## Your instructions
Count the lines in the records below that contain the string "white", and reply with only that number.

## Given entries

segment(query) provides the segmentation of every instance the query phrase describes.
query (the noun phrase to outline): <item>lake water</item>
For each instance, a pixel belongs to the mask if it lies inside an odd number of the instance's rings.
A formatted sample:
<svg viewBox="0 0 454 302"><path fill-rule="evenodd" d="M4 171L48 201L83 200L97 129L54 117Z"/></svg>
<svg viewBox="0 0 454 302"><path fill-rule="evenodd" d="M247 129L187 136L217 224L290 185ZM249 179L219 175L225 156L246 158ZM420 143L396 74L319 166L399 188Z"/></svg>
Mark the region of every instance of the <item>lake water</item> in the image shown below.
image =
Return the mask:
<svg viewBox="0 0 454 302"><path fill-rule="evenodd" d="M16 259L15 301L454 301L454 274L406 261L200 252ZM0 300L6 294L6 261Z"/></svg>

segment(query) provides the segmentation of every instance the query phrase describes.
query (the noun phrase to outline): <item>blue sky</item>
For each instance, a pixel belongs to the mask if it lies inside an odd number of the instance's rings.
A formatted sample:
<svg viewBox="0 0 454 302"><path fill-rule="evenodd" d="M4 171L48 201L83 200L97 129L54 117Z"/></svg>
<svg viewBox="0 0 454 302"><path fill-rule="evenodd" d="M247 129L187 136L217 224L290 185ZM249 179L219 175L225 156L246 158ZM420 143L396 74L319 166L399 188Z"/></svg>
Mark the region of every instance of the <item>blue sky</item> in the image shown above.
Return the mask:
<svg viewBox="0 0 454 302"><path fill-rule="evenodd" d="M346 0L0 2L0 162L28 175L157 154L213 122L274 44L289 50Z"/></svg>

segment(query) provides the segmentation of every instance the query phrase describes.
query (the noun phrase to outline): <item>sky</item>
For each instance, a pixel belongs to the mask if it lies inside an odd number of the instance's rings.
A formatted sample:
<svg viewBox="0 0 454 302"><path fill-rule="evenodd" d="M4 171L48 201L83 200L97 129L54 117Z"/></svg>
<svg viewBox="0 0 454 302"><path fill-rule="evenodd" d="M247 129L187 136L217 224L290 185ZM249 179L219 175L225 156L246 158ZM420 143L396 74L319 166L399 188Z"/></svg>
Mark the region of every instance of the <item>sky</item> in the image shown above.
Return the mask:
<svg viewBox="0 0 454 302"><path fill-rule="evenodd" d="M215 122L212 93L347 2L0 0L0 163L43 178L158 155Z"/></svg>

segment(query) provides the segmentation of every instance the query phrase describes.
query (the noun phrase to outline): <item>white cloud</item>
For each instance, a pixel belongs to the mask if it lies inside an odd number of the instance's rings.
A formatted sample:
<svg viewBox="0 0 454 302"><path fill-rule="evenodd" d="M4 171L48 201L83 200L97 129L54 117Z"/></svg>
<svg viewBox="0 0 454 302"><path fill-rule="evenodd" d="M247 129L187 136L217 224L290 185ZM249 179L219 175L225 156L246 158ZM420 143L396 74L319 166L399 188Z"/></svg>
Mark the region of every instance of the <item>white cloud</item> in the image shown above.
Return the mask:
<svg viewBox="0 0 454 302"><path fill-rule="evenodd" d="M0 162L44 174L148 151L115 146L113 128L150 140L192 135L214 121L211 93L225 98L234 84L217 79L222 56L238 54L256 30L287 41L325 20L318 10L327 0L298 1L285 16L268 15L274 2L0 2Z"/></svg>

## Solution to the exercise
2